__Description of the task__
Take the listing below and print exactly the lines starting at the line containing "[[272, 250], [455, 11], [479, 363]]" and ending at the line containing "[[488, 19], [251, 249], [299, 321], [586, 93]]", both ends included, and no others.

__Available records__
┄┄┄┄┄┄┄┄┄┄
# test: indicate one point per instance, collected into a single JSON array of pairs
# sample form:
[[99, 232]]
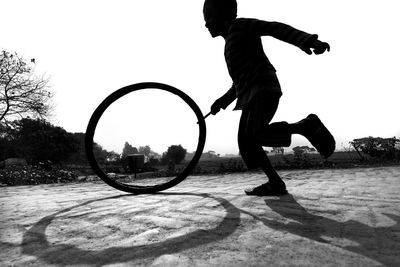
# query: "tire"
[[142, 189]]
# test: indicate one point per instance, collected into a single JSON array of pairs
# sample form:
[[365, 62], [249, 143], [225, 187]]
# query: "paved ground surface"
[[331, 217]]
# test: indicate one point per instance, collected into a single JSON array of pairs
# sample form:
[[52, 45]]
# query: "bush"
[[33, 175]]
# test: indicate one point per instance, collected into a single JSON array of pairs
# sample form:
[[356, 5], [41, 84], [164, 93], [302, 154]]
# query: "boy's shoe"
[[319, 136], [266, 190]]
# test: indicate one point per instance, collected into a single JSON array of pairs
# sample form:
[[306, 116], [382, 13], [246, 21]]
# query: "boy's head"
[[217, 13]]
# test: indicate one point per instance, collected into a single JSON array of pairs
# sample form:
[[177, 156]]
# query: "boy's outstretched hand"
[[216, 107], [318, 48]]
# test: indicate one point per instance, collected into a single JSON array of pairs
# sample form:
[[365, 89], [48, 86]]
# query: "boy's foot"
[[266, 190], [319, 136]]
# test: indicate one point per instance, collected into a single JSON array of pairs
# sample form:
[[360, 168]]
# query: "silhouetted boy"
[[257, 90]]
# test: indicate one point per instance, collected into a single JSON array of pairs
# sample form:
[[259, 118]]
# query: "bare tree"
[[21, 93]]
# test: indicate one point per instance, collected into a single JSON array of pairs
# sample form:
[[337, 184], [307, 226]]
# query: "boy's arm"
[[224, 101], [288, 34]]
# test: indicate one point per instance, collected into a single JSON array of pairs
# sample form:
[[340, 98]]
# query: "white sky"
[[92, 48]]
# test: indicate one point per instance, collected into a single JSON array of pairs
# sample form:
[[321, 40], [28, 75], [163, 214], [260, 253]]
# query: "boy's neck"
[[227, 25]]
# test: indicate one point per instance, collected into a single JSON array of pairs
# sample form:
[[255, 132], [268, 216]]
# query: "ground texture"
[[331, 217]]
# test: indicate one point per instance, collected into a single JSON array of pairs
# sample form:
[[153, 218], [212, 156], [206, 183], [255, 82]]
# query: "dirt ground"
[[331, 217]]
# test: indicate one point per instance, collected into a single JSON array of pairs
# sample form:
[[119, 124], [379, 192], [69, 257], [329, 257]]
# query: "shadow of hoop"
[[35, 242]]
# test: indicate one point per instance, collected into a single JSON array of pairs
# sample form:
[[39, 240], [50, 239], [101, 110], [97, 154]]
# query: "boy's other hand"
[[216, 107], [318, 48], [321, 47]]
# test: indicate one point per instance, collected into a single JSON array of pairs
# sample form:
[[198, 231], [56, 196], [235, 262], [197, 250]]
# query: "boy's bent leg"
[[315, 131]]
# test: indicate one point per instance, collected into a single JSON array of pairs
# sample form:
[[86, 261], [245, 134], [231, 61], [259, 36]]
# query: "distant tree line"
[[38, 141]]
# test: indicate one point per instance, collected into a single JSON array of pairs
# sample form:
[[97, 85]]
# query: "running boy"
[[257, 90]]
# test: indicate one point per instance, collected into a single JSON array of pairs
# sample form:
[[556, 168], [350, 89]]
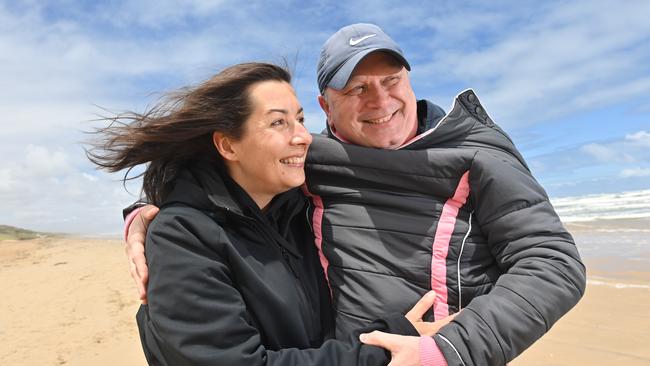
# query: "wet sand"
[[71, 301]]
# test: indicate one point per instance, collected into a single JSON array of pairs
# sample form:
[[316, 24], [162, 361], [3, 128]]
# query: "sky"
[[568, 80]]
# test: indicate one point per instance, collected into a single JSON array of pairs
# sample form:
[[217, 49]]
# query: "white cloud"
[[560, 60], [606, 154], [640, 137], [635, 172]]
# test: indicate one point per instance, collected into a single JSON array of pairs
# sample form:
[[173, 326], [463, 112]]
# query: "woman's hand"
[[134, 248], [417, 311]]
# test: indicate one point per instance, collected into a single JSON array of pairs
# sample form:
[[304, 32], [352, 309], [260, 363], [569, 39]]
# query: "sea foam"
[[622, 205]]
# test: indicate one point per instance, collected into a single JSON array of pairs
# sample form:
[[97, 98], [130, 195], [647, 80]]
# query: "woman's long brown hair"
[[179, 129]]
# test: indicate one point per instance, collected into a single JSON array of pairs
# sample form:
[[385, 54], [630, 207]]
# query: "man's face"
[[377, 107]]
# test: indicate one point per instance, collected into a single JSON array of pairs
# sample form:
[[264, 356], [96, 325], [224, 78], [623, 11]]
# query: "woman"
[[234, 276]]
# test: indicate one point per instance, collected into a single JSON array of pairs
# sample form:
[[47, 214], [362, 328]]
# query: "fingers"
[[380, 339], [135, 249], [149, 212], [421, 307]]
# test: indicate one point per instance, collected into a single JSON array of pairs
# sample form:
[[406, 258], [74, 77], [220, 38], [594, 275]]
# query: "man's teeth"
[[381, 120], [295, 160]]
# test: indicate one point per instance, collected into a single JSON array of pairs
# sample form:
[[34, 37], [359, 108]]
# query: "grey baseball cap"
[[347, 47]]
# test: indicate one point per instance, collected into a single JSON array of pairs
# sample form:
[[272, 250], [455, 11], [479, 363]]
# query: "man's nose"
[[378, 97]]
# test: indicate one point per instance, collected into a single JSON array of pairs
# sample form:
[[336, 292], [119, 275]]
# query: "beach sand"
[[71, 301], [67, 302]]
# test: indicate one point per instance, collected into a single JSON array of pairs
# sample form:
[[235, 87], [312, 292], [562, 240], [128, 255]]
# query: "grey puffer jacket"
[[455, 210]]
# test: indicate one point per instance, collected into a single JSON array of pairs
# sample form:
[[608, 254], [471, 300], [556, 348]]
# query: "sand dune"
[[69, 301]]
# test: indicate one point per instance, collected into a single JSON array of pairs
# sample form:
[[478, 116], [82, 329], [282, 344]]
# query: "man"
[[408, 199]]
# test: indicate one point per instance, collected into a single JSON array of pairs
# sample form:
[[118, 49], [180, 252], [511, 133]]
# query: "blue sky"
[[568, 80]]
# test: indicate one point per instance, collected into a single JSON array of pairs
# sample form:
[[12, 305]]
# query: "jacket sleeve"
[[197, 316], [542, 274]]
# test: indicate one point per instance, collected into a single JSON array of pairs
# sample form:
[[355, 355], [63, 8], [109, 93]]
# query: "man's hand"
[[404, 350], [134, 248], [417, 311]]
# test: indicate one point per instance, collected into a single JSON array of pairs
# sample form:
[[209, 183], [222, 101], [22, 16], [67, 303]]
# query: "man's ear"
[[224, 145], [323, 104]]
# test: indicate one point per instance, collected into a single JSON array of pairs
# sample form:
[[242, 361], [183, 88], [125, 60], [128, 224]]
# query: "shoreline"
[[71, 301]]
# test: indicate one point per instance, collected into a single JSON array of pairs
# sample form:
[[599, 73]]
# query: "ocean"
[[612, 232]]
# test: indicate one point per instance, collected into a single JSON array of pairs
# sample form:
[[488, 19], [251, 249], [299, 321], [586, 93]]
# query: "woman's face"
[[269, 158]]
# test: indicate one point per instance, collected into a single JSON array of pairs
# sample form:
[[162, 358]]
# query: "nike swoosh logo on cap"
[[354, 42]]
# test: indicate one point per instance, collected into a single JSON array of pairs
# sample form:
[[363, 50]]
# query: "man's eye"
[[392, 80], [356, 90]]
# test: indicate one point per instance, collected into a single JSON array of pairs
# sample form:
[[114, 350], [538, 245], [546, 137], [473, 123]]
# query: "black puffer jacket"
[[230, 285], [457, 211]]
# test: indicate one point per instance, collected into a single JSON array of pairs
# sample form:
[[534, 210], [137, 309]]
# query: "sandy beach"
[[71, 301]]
┄┄┄┄┄┄┄┄┄┄
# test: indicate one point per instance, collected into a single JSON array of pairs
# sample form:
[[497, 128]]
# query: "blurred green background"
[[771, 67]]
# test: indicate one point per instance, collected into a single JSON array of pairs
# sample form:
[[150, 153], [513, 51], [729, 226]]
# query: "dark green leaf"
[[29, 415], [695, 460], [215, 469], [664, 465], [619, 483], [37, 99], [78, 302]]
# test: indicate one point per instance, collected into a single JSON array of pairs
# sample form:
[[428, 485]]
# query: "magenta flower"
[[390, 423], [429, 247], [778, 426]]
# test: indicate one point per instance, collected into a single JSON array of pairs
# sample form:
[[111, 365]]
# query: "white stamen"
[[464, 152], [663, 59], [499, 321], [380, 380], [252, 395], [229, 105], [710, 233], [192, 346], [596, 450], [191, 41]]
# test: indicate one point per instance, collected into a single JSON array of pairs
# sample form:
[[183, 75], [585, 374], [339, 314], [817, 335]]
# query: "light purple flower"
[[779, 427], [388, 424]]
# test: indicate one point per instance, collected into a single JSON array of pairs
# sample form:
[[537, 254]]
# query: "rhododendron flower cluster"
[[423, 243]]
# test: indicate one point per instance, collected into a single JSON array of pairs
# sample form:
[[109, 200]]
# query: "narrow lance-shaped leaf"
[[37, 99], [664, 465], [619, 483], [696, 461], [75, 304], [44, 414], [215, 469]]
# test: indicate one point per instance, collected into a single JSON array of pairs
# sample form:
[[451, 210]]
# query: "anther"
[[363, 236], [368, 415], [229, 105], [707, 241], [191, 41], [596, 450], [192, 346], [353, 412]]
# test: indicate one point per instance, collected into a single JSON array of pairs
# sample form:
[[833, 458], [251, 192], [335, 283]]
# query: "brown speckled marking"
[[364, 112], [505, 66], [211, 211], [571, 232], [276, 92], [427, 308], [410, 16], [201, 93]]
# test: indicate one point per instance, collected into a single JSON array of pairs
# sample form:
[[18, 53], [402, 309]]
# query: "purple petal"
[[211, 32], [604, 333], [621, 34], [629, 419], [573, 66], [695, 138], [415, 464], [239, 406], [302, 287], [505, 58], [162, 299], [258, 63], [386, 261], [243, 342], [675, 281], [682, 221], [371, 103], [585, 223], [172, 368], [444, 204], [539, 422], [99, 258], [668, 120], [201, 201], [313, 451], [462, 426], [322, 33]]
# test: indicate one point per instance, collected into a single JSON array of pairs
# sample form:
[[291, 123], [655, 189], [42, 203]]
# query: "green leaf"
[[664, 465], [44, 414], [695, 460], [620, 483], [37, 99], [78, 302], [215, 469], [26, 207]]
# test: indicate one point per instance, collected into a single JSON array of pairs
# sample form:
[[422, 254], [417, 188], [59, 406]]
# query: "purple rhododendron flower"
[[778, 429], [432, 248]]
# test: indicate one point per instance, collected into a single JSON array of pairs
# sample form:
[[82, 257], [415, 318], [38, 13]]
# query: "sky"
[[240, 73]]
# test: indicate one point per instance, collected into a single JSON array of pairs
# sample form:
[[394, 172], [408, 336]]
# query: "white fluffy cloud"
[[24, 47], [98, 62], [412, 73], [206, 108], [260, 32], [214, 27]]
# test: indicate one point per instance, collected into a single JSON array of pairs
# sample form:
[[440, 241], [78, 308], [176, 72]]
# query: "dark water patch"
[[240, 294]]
┄┄┄┄┄┄┄┄┄┄
__The completed task__
[[272, 250], [455, 11], [479, 363]]
# query: "man's nose"
[[378, 97]]
# test: indicate one point per instance, collected into a single JSON array of pairs
# sample form:
[[336, 292], [119, 275]]
# query: "beach sand"
[[71, 301], [67, 302]]
# test: indicate one point per instance, collected into a single JSON array of pairs
# sample form:
[[235, 87], [312, 292], [562, 240], [128, 255]]
# query: "grey puffer jacket"
[[455, 210]]
# test: indicate one point per instance, collected into a single JSON array of pairs
# sample form:
[[608, 254], [471, 300], [556, 348]]
# query: "sand dune"
[[69, 301]]
# test: indicate one point per instance, collected into a single JSON array of pairs
# sample form:
[[478, 116], [82, 329], [282, 344]]
# query: "man"
[[408, 199]]
# test: indicate one point per instance, collected into a single JSON array of pairs
# sample form:
[[118, 49], [180, 252], [511, 133]]
# query: "blue sky"
[[568, 80]]
# test: indicate one point per instance, collected into a single JSON array of pairs
# sample form:
[[12, 305]]
# query: "jacket sleeve"
[[197, 316], [542, 274]]
# test: indicate one point per instance, collected into a single JSON array of pairs
# sample form:
[[355, 355], [63, 8], [109, 93]]
# query: "man's hand"
[[404, 350], [134, 248], [417, 311]]
# test: indicate one point per instance, collected into a single JSON array of pairs
# sample form:
[[209, 183], [222, 101], [22, 16], [67, 303]]
# query: "man's ear"
[[224, 145], [323, 104]]
# test: indicate one point per instance, collected into a single JSON array of pairs
# sample form:
[[242, 361], [183, 88], [125, 60], [128, 224]]
# query: "shoreline"
[[71, 301]]
# test: indicate one point per instance, collected into a single JSON array of pairs
# sample form:
[[599, 73]]
# query: "ocean"
[[612, 232]]
# test: indicate one point per instance, collected into a single JSON array of pairs
# sample form:
[[488, 19], [251, 249], [299, 321], [586, 93]]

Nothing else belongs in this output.